--- GIVEN EXERCISE ---
Rewrite the material from its first line through the line that contains "329), (242, 329)]", including that line, as a JSON list of strings with one string per line and blank lines omitted.

--- Entries from a dataset ---
>> BEGIN
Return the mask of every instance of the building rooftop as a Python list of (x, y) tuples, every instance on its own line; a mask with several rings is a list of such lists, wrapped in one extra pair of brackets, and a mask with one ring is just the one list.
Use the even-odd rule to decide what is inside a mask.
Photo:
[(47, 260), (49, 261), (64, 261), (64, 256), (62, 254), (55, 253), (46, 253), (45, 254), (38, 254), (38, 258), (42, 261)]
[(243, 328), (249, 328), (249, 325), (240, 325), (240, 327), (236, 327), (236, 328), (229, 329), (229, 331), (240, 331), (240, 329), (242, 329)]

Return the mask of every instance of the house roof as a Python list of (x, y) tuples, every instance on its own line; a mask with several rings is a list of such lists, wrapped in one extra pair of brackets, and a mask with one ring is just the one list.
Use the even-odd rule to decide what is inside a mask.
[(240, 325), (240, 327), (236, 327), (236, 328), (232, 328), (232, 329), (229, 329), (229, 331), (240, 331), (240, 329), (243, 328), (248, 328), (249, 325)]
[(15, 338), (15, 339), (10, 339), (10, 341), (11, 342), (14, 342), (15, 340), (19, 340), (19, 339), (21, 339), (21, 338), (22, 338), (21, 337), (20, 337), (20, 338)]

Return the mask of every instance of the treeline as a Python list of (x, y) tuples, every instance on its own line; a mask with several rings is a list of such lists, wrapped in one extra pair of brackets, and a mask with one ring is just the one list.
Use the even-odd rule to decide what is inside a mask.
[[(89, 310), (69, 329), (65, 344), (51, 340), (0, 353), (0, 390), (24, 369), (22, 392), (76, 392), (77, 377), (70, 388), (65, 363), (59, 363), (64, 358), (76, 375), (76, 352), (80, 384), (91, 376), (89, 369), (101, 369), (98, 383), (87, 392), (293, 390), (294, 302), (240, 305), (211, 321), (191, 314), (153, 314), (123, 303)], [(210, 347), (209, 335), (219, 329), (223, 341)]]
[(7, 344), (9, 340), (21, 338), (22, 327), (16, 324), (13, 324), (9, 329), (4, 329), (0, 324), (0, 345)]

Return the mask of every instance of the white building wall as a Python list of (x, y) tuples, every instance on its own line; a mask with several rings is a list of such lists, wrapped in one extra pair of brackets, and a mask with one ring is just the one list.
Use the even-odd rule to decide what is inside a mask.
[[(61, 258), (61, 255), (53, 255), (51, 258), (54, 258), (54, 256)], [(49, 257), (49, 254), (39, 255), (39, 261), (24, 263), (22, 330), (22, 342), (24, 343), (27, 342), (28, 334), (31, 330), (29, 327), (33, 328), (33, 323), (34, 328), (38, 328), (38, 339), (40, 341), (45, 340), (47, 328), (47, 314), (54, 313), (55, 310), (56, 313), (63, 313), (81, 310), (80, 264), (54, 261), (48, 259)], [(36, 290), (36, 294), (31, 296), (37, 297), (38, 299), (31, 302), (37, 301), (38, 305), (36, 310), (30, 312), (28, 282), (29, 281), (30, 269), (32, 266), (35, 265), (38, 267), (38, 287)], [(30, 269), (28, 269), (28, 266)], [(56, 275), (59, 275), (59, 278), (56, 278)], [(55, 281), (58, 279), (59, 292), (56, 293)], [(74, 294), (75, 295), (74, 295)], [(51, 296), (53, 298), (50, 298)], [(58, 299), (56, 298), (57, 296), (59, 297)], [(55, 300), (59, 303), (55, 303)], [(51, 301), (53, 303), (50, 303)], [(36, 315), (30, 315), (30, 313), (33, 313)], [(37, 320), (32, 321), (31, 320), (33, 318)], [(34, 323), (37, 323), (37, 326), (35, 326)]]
>> END
--- EXERCISE RESPONSE ---
[
  "Return the mask of every instance of the building rooftop as a Python list of (x, y) tuples, every instance on its own line; a mask with several rings is a list of such lists, wrapped in one extra pair of brackets, and a mask with one ring is just the one list.",
  "Use the even-odd rule to decide what is inside a mask.",
  "Photo:",
  "[(47, 260), (49, 261), (64, 261), (64, 256), (62, 254), (55, 253), (46, 253), (45, 254), (38, 254), (38, 258), (42, 261)]",
  "[(243, 328), (249, 328), (249, 325), (240, 325), (240, 327), (236, 327), (236, 328), (229, 329), (229, 331), (240, 331), (240, 329), (242, 329)]"
]